[Stored records]
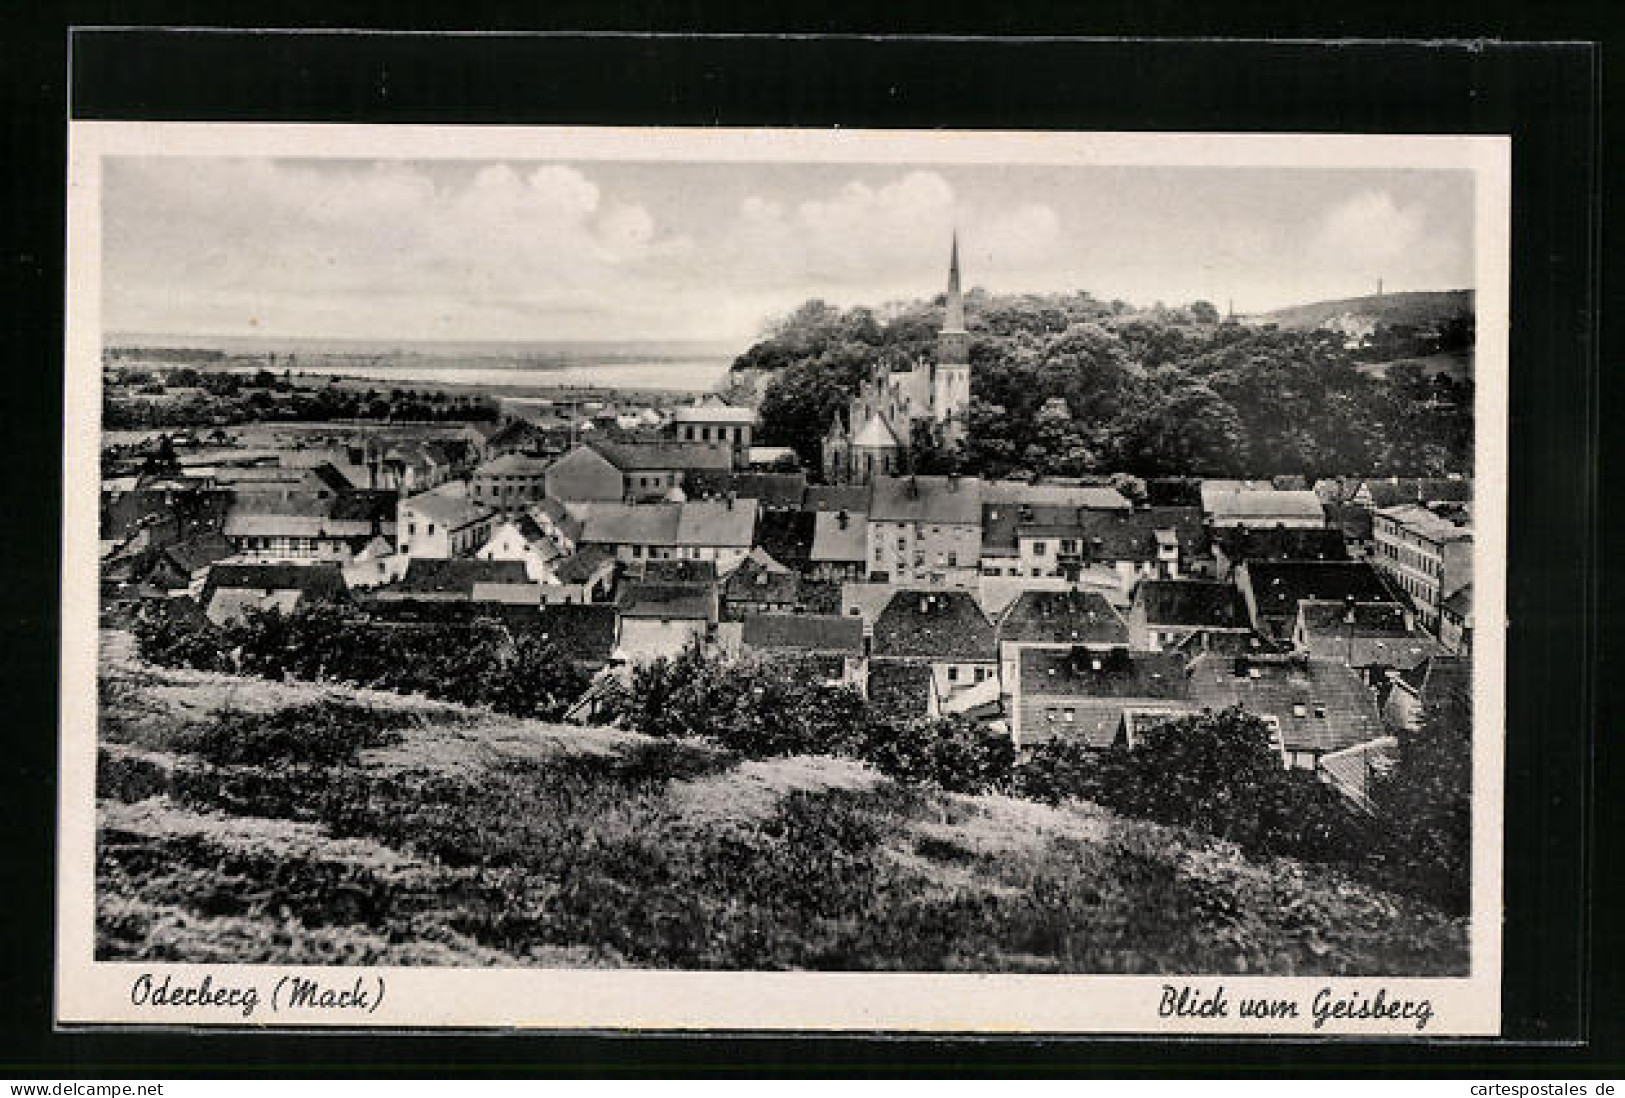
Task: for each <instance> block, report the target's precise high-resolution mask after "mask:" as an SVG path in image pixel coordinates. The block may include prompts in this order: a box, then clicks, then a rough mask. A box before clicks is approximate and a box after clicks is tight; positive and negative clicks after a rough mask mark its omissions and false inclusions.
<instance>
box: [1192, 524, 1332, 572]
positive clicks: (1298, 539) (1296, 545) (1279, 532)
mask: <svg viewBox="0 0 1625 1098" xmlns="http://www.w3.org/2000/svg"><path fill="white" fill-rule="evenodd" d="M1211 538H1212V544H1214V549H1220V551H1224V555H1225V557H1228V559H1230V564H1238V562H1241V560H1347V559H1349V546H1347V544H1345V543H1344V539H1342V531H1341V530H1332V528H1315V530H1305V528H1302V526H1219V528H1215V530H1214V531H1212V534H1211Z"/></svg>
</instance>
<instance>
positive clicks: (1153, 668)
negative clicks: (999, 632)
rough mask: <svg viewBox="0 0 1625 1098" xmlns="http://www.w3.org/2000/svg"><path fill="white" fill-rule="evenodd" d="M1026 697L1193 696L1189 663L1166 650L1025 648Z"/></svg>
mask: <svg viewBox="0 0 1625 1098" xmlns="http://www.w3.org/2000/svg"><path fill="white" fill-rule="evenodd" d="M1020 692H1022V697H1100V698H1162V700H1181V698H1185V697H1188V689H1186V679H1185V661H1183V659H1181V658H1180V656H1175V655H1170V653H1162V651H1128V650H1124V648H1113V650H1110V651H1090V650H1085V648H1071V650H1059V648H1022V653H1020Z"/></svg>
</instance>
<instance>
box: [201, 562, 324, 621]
mask: <svg viewBox="0 0 1625 1098" xmlns="http://www.w3.org/2000/svg"><path fill="white" fill-rule="evenodd" d="M310 603H336V604H346V603H349V588H346V586H345V575H343V572H340V568H338V565H333V564H216V565H213V567H210V572H208V578H206V580H205V581H203V593H202V596H200V598H198V604H200V606H202V607H203V612H205V616H208V619H210V620H211V622H215V624H216V625H224V624H228V622H234V620H241V619H242V616H244V614H245V612H247V611H250V609H258V611H280V612H283V614H291V612H294V611H296V609H299V607H301V606H307V604H310Z"/></svg>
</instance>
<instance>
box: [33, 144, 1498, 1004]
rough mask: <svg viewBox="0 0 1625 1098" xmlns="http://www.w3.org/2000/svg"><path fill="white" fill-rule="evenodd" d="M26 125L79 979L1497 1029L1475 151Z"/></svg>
mask: <svg viewBox="0 0 1625 1098" xmlns="http://www.w3.org/2000/svg"><path fill="white" fill-rule="evenodd" d="M335 130H338V132H335ZM73 136H75V151H73V162H72V172H73V177H75V179H73V182H75V190H73V195H72V206H70V275H72V276H73V279H75V281H73V287H75V292H72V294H70V333H68V365H67V374H68V401H70V406H75V408H80V409H81V414H80V416H76V417H73V416H70V419H68V437H67V447H68V471H67V478H68V482H67V489H68V500H67V508H68V523H70V531H72V530H75V528H76V530H80V531H81V533H83V534H85V536H83V538H81V539H73V538H72V534H70V539H68V554H67V565H65V572H63V585H65V586H63V606H65V632H63V646H65V653H67V650H68V648H70V646H73V648H75V650H76V651H78V658H76V659H75V658H73V656H72V653H68V655H65V672H63V676H65V677H63V684H65V685H63V689H65V692H67V690H68V687H70V685H72V684H80V690H81V694H80V697H83V698H85V702H86V703H85V705H76V707H72V708H67V707H65V713H63V721H65V724H63V794H62V796H63V840H62V841H63V846H62V853H63V867H62V890H63V895H62V897H60V903H62V929H60V932H62V940H63V950H65V952H63V958H62V962H60V963H62V968H60V975H58V986H60V994H62V996H63V999H62V1009H65V1010H67V1012H68V1014H70V1015H72V1017H75V1018H80V1020H143V1018H146V1017H148V1014H145V1010H151V1009H154V1007H158V1005H163V1004H164V1002H166V999H167V1001H169V1002H172V1004H180V1007H185V1010H179V1014H177V1009H174V1007H171V1009H169V1010H167V1014H166V1017H185V1018H187V1020H189V1022H203V1023H208V1022H219V1023H244V1020H247V1022H250V1023H258V1022H301V1023H327V1022H340V1023H346V1025H366V1023H369V1022H390V1023H395V1025H400V1023H421V1025H437V1023H447V1025H450V1023H465V1025H466V1023H517V1025H546V1027H562V1028H569V1027H588V1025H624V1027H634V1028H635V1027H643V1025H648V1027H653V1028H705V1027H713V1025H715V1027H734V1028H778V1027H796V1028H843V1027H855V1028H902V1030H908V1028H923V1030H957V1031H970V1030H985V1028H986V1030H1001V1031H1020V1030H1056V1031H1068V1030H1077V1031H1113V1030H1133V1031H1144V1030H1147V1028H1168V1030H1170V1031H1173V1030H1181V1028H1194V1030H1201V1031H1225V1028H1227V1027H1237V1025H1251V1027H1253V1028H1256V1030H1263V1031H1280V1033H1319V1035H1329V1033H1342V1031H1360V1033H1383V1035H1393V1036H1436V1035H1441V1033H1445V1035H1449V1033H1493V1031H1495V1020H1497V1010H1498V983H1497V981H1498V963H1500V962H1498V950H1500V937H1498V934H1500V901H1501V897H1500V884H1498V882H1500V871H1501V866H1500V851H1501V835H1500V820H1501V804H1500V796H1501V786H1500V781H1501V780H1500V770H1498V760H1500V752H1501V726H1500V705H1501V700H1500V689H1501V687H1500V676H1501V671H1500V666H1501V651H1503V648H1501V646H1503V637H1501V635H1500V633H1498V630H1497V627H1495V622H1503V620H1505V596H1503V591H1501V590H1500V586H1501V583H1503V560H1501V555H1503V541H1505V533H1503V531H1505V497H1503V487H1501V484H1503V474H1501V469H1503V466H1505V439H1503V432H1505V419H1506V409H1505V401H1506V396H1505V387H1506V383H1505V372H1506V361H1505V356H1506V284H1505V263H1506V257H1505V250H1506V240H1505V236H1506V224H1505V203H1506V185H1508V182H1506V159H1505V158H1506V149H1505V143H1501V141H1500V140H1497V138H1469V136H1456V138H1453V136H1414V138H1407V136H1354V135H1347V136H1341V135H1319V136H1293V135H1279V136H1269V138H1263V136H1258V135H1212V133H1207V135H1183V136H1181V135H1087V133H1053V135H999V133H970V132H936V133H918V132H895V133H877V132H868V133H863V132H851V133H829V132H814V133H808V132H790V130H756V132H751V130H733V132H728V130H721V132H717V130H712V132H674V130H655V128H650V130H642V132H640V130H611V128H604V130H593V128H575V130H570V128H556V130H549V128H536V130H523V128H517V130H502V128H496V130H489V128H487V130H484V132H479V133H474V132H466V130H463V132H460V130H458V128H455V127H439V128H437V127H406V128H390V127H338V128H335V127H254V125H184V123H174V125H156V123H154V125H146V123H76V125H75V135H73ZM75 523H76V526H75ZM91 530H94V533H89V531H91ZM65 697H73V695H72V694H65ZM91 698H93V700H94V703H93V705H91V703H89V700H91ZM289 973H293V976H291V979H293V984H289V986H283V984H281V983H280V981H281V979H284V976H286V975H289ZM228 992H232V994H234V997H231V999H229V1001H228V999H224V997H223V996H226V994H228ZM275 996H281V997H283V1002H281V1005H278V1010H283V1014H280V1015H273V1014H271V999H273V997H275ZM346 996H348V999H346ZM289 999H291V1002H289ZM226 1002H229V1007H228V1009H221V1004H226ZM255 1002H258V1004H260V1005H255ZM289 1007H291V1009H293V1010H291V1014H289ZM328 1007H332V1009H328ZM346 1007H351V1009H349V1010H348V1012H346V1010H345V1009H346ZM356 1007H359V1010H356ZM1220 1007H1224V1009H1220ZM322 1009H328V1010H327V1012H325V1014H322V1012H320V1010H322ZM301 1010H304V1014H301ZM374 1012H375V1014H374Z"/></svg>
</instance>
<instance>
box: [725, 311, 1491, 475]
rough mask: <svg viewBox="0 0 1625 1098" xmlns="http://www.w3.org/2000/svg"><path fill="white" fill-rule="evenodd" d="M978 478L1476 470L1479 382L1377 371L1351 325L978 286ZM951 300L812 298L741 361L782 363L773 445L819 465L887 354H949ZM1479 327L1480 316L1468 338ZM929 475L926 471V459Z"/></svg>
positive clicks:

WHAT IS REQUIRED ::
List each line in the rows above that contains the word "positive".

TASK OUTPUT ::
Task: for each <instance> block, report the target's precise high-resolution mask after "mask:" as an SVG path in image pixel coordinates. The block may include prompts in this order: a box, then clicks, then a rough mask. A box before clicks is approximate and a box after clicks is tight; positive and negative clicks after a rough mask mark its omissions and false inclusions.
positive clicks: (1298, 539) (1296, 545) (1279, 532)
positive clicks: (1153, 668)
positive clicks:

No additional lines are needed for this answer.